What to work on -
The data below holds a line containing "<point>112,179</point>" and a line containing "<point>625,98</point>"; please quote exactly those two lines and every line between them, and nothing else.

The data -
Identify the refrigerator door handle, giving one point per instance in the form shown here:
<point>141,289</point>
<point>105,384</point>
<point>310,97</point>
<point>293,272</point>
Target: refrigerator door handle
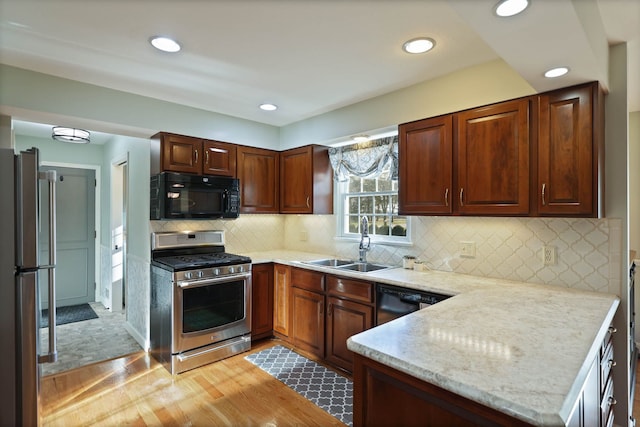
<point>52,355</point>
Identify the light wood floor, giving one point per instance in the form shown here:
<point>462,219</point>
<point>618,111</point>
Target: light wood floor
<point>137,391</point>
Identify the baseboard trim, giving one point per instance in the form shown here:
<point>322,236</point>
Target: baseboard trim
<point>144,343</point>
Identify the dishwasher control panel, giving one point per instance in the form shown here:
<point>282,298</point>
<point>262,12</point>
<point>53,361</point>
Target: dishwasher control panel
<point>395,301</point>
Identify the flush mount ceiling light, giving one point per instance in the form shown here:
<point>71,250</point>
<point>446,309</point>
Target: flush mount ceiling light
<point>506,8</point>
<point>556,72</point>
<point>418,45</point>
<point>75,136</point>
<point>268,107</point>
<point>165,44</point>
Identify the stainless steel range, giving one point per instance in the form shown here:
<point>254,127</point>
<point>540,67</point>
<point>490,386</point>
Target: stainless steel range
<point>200,300</point>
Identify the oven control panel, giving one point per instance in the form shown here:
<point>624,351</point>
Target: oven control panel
<point>211,272</point>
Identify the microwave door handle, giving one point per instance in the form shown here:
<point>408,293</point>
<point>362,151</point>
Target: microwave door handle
<point>225,200</point>
<point>52,355</point>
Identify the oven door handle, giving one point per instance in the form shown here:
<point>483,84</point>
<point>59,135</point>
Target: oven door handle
<point>195,283</point>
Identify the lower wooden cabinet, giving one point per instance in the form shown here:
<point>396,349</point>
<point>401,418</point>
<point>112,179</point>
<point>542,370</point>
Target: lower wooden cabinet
<point>261,301</point>
<point>308,321</point>
<point>281,300</point>
<point>344,319</point>
<point>317,313</point>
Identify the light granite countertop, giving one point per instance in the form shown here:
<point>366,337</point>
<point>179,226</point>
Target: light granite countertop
<point>523,349</point>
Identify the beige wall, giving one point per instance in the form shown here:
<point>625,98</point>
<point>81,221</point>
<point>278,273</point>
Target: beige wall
<point>478,85</point>
<point>634,181</point>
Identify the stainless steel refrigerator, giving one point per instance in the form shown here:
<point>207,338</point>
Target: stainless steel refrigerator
<point>33,267</point>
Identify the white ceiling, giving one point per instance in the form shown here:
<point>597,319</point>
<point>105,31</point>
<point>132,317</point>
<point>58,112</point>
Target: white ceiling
<point>307,56</point>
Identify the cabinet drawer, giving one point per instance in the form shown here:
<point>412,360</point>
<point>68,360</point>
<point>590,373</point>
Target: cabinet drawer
<point>307,279</point>
<point>606,363</point>
<point>607,403</point>
<point>356,290</point>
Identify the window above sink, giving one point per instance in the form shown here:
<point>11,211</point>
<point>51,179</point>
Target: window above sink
<point>345,264</point>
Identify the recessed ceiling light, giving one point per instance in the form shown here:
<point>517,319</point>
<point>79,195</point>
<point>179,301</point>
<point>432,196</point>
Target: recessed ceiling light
<point>418,45</point>
<point>165,44</point>
<point>556,72</point>
<point>506,8</point>
<point>76,136</point>
<point>361,138</point>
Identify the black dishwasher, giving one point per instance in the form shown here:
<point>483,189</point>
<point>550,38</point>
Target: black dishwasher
<point>394,301</point>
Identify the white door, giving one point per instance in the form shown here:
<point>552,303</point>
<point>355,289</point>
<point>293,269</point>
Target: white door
<point>75,227</point>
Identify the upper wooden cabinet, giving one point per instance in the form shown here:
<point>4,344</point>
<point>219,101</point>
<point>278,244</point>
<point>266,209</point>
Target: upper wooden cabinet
<point>493,159</point>
<point>426,164</point>
<point>538,156</point>
<point>570,145</point>
<point>179,153</point>
<point>306,185</point>
<point>219,158</point>
<point>259,173</point>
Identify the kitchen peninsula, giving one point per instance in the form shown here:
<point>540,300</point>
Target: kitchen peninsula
<point>509,353</point>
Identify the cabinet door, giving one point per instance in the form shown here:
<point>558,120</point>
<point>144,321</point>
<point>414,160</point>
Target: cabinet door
<point>219,158</point>
<point>181,154</point>
<point>306,181</point>
<point>261,300</point>
<point>281,299</point>
<point>307,328</point>
<point>296,185</point>
<point>344,319</point>
<point>426,159</point>
<point>566,153</point>
<point>493,159</point>
<point>258,171</point>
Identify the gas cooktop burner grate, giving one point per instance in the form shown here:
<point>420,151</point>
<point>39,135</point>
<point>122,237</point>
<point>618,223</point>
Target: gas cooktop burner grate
<point>202,260</point>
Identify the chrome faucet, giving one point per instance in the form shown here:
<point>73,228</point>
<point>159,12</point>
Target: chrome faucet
<point>364,246</point>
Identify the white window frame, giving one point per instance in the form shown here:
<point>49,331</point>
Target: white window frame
<point>341,192</point>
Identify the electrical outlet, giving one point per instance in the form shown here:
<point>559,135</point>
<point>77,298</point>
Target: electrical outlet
<point>468,249</point>
<point>549,256</point>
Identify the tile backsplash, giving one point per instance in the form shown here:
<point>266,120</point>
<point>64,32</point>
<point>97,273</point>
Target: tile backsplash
<point>588,250</point>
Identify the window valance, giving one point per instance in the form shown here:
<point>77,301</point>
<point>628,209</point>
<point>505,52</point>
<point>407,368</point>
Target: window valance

Expected answer -
<point>112,179</point>
<point>542,370</point>
Target: lower wooden cabinet
<point>261,301</point>
<point>308,321</point>
<point>281,300</point>
<point>344,319</point>
<point>317,313</point>
Identify the light granite countertop, giving one point per instance in the form shown here:
<point>366,337</point>
<point>179,226</point>
Target: light granite countertop
<point>523,349</point>
Identify the beige wall, giving one point per instance in the form shown here:
<point>625,98</point>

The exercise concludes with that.